Data shown:
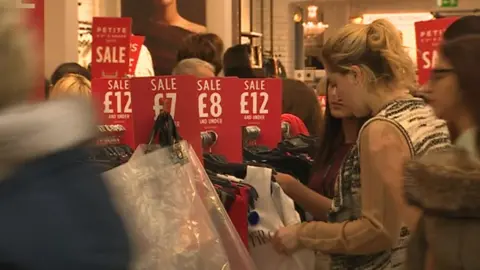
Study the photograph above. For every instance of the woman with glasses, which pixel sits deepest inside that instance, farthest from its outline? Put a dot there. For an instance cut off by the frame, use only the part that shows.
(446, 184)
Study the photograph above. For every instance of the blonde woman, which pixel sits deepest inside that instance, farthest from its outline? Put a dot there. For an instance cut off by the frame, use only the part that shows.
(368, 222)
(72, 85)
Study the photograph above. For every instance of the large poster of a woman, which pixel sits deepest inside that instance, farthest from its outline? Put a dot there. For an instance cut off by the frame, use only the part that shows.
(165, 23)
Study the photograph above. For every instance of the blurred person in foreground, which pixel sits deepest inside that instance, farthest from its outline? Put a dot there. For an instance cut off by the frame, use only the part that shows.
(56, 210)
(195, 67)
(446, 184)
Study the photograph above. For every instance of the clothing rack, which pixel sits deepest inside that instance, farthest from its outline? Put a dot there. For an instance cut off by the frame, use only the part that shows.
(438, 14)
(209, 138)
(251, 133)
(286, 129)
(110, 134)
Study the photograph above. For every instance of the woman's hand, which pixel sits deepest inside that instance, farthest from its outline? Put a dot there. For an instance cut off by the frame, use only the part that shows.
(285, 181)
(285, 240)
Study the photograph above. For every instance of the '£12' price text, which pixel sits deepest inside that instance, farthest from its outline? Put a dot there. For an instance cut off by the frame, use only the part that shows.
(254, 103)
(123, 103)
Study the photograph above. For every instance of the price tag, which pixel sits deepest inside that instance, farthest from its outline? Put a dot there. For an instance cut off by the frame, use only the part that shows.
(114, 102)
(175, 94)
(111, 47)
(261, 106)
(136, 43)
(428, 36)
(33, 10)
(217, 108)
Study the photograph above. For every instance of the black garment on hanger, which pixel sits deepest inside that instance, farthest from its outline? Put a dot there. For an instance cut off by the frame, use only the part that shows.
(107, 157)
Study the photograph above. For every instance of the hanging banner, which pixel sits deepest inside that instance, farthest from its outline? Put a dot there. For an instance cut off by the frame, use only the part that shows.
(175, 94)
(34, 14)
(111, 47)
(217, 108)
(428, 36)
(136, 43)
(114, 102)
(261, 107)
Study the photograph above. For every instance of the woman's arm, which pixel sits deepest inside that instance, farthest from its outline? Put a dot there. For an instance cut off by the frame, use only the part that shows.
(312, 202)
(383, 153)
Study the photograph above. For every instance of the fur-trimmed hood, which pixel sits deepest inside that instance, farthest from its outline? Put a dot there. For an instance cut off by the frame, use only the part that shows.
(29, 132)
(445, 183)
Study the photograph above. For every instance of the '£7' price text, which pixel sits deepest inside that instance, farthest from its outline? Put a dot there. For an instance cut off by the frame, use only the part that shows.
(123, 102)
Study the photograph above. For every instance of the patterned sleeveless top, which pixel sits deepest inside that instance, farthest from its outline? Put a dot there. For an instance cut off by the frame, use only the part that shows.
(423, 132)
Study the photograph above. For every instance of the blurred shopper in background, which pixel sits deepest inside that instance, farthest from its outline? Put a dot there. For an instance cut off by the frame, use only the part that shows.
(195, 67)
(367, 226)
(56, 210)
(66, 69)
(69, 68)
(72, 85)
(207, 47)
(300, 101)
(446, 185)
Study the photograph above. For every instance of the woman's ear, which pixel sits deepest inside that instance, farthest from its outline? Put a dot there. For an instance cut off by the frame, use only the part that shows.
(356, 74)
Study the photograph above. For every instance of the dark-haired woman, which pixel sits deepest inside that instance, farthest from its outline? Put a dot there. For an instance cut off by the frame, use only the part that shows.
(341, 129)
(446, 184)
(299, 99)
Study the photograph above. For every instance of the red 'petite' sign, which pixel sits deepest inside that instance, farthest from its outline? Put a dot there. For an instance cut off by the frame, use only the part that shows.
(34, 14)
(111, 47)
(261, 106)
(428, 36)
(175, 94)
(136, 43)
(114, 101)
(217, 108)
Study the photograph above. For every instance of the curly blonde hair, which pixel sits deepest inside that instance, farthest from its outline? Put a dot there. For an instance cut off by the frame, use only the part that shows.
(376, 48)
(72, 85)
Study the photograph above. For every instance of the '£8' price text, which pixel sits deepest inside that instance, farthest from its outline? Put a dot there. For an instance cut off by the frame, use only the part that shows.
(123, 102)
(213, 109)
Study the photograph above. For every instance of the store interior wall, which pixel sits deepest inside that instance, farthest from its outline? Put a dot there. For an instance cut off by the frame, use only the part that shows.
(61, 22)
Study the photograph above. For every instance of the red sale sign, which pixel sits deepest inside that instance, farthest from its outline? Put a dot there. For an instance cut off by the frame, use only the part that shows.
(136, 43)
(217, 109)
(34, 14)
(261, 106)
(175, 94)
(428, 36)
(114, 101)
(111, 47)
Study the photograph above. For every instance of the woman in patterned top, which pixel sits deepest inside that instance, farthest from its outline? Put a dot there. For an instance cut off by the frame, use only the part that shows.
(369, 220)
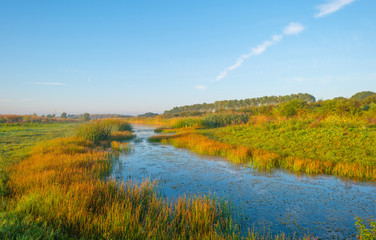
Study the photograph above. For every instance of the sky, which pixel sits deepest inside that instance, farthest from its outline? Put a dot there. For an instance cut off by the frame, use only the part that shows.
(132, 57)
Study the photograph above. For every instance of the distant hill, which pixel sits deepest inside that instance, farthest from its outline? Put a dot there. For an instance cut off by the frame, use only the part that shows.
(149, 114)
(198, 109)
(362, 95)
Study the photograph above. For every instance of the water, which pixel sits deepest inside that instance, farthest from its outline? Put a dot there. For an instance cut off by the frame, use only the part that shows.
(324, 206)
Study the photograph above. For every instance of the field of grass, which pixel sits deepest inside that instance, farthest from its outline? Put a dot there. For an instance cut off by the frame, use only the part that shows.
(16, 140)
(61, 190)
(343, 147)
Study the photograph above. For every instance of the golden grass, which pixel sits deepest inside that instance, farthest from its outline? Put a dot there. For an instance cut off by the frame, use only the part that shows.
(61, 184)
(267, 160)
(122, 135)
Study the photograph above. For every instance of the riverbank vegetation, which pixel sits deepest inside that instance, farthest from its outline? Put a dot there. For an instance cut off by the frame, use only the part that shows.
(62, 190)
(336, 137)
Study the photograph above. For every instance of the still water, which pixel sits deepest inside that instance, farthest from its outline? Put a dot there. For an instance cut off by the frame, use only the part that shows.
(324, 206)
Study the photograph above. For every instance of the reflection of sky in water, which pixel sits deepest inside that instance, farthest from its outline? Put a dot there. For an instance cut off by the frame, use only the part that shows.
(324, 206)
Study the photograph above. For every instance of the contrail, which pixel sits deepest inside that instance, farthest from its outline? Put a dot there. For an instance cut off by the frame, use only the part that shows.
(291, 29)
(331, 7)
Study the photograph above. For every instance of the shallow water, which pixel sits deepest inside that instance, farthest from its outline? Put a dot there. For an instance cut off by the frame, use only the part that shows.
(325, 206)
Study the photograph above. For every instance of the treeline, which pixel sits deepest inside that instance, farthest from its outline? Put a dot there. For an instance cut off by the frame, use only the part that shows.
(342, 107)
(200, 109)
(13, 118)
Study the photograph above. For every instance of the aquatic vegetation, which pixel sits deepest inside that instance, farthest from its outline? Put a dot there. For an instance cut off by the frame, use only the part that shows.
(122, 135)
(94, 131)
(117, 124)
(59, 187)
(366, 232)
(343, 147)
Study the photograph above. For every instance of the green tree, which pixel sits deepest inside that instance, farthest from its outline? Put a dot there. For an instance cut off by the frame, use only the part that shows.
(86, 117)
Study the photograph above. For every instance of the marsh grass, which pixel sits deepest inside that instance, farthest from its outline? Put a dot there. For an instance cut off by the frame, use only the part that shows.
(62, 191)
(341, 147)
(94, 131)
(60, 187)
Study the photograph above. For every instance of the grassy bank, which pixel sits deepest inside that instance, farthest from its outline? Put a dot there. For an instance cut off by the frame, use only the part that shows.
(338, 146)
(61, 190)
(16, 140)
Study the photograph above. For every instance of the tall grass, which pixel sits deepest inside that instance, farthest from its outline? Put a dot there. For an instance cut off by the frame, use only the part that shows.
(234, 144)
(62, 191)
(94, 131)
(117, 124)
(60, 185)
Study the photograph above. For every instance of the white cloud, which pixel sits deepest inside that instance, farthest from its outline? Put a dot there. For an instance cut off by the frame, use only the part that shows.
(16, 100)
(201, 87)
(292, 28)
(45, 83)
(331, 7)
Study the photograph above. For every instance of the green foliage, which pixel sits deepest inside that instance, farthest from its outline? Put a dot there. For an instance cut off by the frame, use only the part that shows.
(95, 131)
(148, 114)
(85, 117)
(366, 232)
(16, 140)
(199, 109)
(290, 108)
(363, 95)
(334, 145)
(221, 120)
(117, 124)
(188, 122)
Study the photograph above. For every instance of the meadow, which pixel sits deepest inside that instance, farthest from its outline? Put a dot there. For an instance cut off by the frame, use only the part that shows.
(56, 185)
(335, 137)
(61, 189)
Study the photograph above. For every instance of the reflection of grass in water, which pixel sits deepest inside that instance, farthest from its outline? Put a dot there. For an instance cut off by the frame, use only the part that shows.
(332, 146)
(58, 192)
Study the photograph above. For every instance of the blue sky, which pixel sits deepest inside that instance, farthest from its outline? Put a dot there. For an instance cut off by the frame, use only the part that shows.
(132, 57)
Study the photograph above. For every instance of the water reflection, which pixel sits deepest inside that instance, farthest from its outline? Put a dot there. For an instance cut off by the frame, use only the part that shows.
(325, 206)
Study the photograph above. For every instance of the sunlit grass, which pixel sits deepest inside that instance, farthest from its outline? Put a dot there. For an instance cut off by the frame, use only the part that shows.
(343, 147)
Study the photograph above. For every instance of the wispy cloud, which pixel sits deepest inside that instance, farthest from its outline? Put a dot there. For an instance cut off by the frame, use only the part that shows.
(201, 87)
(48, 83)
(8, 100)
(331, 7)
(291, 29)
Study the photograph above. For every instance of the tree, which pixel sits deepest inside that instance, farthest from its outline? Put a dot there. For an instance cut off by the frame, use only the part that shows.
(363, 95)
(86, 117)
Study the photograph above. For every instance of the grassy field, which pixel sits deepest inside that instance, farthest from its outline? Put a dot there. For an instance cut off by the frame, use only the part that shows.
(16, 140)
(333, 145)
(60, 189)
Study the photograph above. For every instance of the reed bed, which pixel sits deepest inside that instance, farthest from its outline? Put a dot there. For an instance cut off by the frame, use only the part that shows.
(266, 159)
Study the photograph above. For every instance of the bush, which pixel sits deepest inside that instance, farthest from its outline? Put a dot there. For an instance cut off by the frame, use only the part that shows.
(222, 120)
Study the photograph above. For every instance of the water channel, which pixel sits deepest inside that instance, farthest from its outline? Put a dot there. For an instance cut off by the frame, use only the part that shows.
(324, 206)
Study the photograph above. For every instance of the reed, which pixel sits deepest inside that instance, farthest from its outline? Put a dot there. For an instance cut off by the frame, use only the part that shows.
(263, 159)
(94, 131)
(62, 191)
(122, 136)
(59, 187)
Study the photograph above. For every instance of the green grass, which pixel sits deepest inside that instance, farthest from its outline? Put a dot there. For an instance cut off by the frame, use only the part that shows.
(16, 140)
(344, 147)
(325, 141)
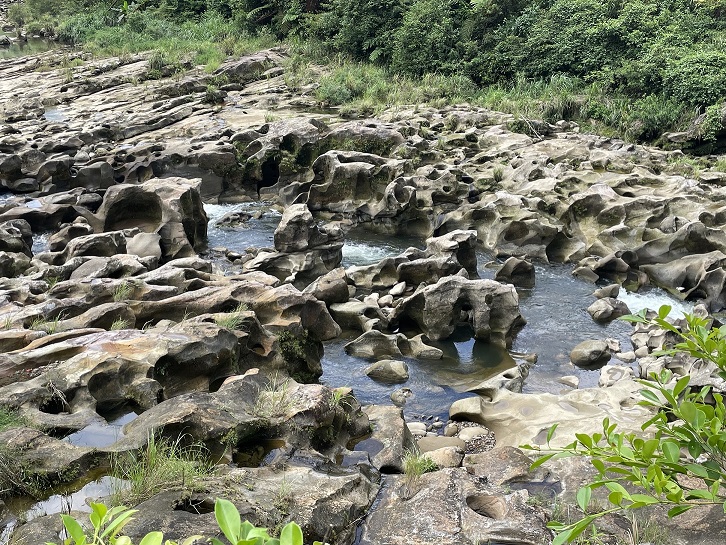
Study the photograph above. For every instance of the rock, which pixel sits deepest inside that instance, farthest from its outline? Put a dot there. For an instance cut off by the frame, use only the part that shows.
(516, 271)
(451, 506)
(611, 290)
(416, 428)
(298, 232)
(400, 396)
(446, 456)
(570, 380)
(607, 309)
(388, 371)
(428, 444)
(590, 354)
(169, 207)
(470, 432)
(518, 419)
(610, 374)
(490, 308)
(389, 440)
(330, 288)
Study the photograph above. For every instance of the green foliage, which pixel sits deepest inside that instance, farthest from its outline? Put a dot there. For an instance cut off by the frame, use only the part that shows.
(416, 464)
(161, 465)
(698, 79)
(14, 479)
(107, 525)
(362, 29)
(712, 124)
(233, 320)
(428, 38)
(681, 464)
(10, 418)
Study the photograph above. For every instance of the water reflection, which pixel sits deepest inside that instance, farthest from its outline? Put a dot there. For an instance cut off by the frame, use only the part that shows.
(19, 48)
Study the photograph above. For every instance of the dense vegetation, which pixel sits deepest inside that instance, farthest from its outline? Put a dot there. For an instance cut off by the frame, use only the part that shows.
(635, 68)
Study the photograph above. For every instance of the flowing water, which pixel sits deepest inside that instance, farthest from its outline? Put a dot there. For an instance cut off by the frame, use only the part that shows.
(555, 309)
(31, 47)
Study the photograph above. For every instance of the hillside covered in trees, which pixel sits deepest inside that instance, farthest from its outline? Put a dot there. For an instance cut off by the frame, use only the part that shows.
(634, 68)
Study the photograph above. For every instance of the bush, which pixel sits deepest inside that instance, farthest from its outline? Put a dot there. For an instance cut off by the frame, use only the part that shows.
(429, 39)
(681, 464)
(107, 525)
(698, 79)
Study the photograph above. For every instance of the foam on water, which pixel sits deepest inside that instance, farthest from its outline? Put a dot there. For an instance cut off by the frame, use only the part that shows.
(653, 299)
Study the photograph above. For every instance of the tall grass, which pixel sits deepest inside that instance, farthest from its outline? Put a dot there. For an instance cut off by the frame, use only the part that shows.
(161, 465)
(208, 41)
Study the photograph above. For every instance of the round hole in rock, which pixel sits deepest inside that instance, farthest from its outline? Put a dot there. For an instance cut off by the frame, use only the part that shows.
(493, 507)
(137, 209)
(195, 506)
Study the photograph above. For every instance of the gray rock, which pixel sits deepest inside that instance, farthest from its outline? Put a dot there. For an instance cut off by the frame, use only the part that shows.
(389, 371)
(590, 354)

Your instructions:
Pull out every line from the one with "Study the photograph above. For every instance of the round" to the end of the listing, and output only those.

Complete answer:
Study the photograph above. For every instance of the round hole in rock, which pixel sits deepest inside that instance, farthest from its outline? Put a dot there. For an instance cut off by the frame, use only the part that shows.
(493, 507)
(137, 209)
(195, 506)
Study the photograph above. For every instance of the gray rock, which pixel sits deepest inside that instance, farthest from its outline? Put a dot there. For an instance cut off by the frame, use only the part that shows.
(389, 371)
(590, 354)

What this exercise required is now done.